Nash Equilibrium Seeking in Quadratic Noncooperative Games Under Two Delayed Information-Sharing Schemes

Abstract

In this paper, we propose non-model-based strategies for locally stable convergence to Nash equilibrium in quadratic noncooperative games where acquisition of information (of two different types) incurs delays. Two sets of results are introduced: (a) one, which we call cooperative scenario, where each player employs the knowledge of the functional form of his payoff and knowledge of other players’ actions, but with delays; and (b) the second one, which we term the noncooperative scenario, where the players have access only to their own payoff values, again with delay. Both approaches are based on the extremum seeking perspective, which has previously been reported for real-time optimization problems by exploring sinusoidal excitation signals to estimate the Gradient (first derivative) and Hessian (second derivative) of unknown quadratic functions. In order to compensate distinct delays in the inputs of the players, we have employed predictor feedback. We apply a small-gain analysis as well as averaging theory in infinite dimensions, due to the infinite-dimensional state of the time delays, in order to obtain local convergence results for the unknown quadratic payoffs to a small neighborhood of the Nash equilibrium. We quantify the size of these residual sets and corroborate the theoretical results numerically on an example of a two-player game with delays.

Appendix: Averaging and Small-Gain Theorems

Theorem A.1

(Averaging Theorem for FDEs [32]) Consider the delay system

$$\begin{aligned} {\dot{x}}(t)= & {} f(t/\epsilon ,x_t), \quad \forall t \ge 0, \end{aligned}$$

(134)

where \(\epsilon \) is a real parameter, \(x_t(\varTheta ) = x (t+\varTheta )\) for \(-r\le \varTheta \le 0\), and \(f : {\mathbb {R}}_{+} \times \varOmega \rightarrow {\mathbb {R}}^n\) is a continuous functional from a neighborhood \(\varOmega \) of 0 of the supremum-normed Banach space \(X = C([-r, 0]; {\mathbb {R}}^n)\) of continuous functions from \([-r, 0]\) to \({\mathbb {R}}^n\). Assume that \(f(t,\varphi )\) is periodic in t uniformly with respect to \(\varphi \) in compact subsets of \(\varOmega \) and that f has a continuous Fréchet derivative \(\partial f (t,\varphi )/\partial \varphi \) in \(\varphi \) on \({\mathbb {R}}_{+} \times \varOmega \). If \(y = y_0\in \varOmega \) is an exponentially stable equilibrium for the average system

$$\begin{aligned} {\dot{y}}(t)= & {} f_0(y_t), \quad \forall t\ge 0, \end{aligned}$$

(135)

* **Record excerpts**:
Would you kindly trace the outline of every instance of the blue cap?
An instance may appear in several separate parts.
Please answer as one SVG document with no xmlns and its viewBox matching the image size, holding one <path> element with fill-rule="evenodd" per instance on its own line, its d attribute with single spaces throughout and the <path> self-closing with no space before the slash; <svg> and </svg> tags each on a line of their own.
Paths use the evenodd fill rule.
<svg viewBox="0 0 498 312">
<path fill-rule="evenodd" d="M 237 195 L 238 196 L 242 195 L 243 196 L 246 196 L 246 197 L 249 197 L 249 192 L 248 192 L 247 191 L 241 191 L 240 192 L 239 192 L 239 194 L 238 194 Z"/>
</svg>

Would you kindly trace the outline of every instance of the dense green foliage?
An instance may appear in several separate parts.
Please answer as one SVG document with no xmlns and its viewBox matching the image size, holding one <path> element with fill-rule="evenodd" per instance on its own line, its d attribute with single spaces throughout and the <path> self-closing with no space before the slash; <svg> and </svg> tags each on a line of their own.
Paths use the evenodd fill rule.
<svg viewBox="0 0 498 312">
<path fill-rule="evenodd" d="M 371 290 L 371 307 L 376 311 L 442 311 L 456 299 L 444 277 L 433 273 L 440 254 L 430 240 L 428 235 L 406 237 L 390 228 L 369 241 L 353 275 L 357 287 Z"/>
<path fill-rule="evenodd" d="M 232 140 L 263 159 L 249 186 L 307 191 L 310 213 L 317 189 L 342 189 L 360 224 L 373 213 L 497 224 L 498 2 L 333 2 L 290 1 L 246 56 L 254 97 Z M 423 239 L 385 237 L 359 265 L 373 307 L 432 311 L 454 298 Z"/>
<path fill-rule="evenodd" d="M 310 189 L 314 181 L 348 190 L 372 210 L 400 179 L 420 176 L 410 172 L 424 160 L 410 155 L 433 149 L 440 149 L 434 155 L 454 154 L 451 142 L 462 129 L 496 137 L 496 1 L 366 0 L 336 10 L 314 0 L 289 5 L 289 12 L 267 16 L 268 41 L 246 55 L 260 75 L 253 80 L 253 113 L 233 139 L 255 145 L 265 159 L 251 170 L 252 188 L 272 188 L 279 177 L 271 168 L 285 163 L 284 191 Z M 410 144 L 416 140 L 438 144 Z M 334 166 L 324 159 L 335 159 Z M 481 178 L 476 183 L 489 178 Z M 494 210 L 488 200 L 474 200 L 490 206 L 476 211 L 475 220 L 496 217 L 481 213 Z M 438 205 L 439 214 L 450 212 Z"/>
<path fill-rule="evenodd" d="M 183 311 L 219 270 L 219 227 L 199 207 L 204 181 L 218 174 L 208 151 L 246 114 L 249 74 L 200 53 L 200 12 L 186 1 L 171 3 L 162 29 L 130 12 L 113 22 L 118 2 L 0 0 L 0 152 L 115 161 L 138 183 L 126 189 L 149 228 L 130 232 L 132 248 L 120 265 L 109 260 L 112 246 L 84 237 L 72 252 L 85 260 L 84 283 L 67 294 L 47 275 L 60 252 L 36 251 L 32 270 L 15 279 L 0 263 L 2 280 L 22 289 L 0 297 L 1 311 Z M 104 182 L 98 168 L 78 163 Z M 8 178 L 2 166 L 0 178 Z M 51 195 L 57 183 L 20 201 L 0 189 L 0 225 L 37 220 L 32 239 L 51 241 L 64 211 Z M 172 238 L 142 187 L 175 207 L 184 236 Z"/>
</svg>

* **Required task**:
Please carry on the Nash equilibrium text from its last line. The data stands apart from the Nash equilibrium text.

* **Output**:
where \(f_0(\varphi )=\lim _{T\rightarrow \infty }\frac{1}{T} \int _{0}^{T} f(s,\varphi ) \hbox {d}s\), then, for some \(\epsilon _0 > 0\) and \(0 <\epsilon \le \epsilon _0\), there is a unique periodic solution \(t \mapsto x^*(t,\epsilon )\) of (134) with the properties of being continuous in t and \(\epsilon \), satisfying \(|x^*(t, \epsilon ) - y_0| \le {\mathcal {O}}(\epsilon )\), for \(t \in {\mathbb {R}}_{+}\), and such that there is \(\rho >0\) so that if \(x(\cdot ;\varphi )\) is a solution of (134) with \(x(s) = \varphi \) and \(|\varphi - y_0| < \rho \), then \(|x(t)-x^*(t,\epsilon )| \le C e^{-\gamma (t-s)}\), for \(C>0\) and \(\gamma >0\).

Theorem A.2

(Small-Gain Theorem for ODE and Hyperbolic PDE Loops [31]) Consider generalized solutions of the following initial-boundary value problem

$$\begin{aligned}&{\dot{x}}(t)=F(x(t),u(z,t),v(t)), \quad \forall t \ge 0, \end{aligned}$$

(136)

$$\begin{aligned}&u_t(z,t)+cu_z(z,t)=a(z)u(z,t)+g(z,x(t),u(z,t))+f(z,t), \quad \forall (z,t) \in [0,1] \times {\mathbb {R}}_{+}, \end{aligned}$$

(137)

$$\begin{aligned}&u(0,t)=\varphi (d(t), u(z,t),x(t)), \quad \forall t \ge 0, \quad u(z,0)=u_0, \quad x(0)=x_0. \end{aligned}$$

(138)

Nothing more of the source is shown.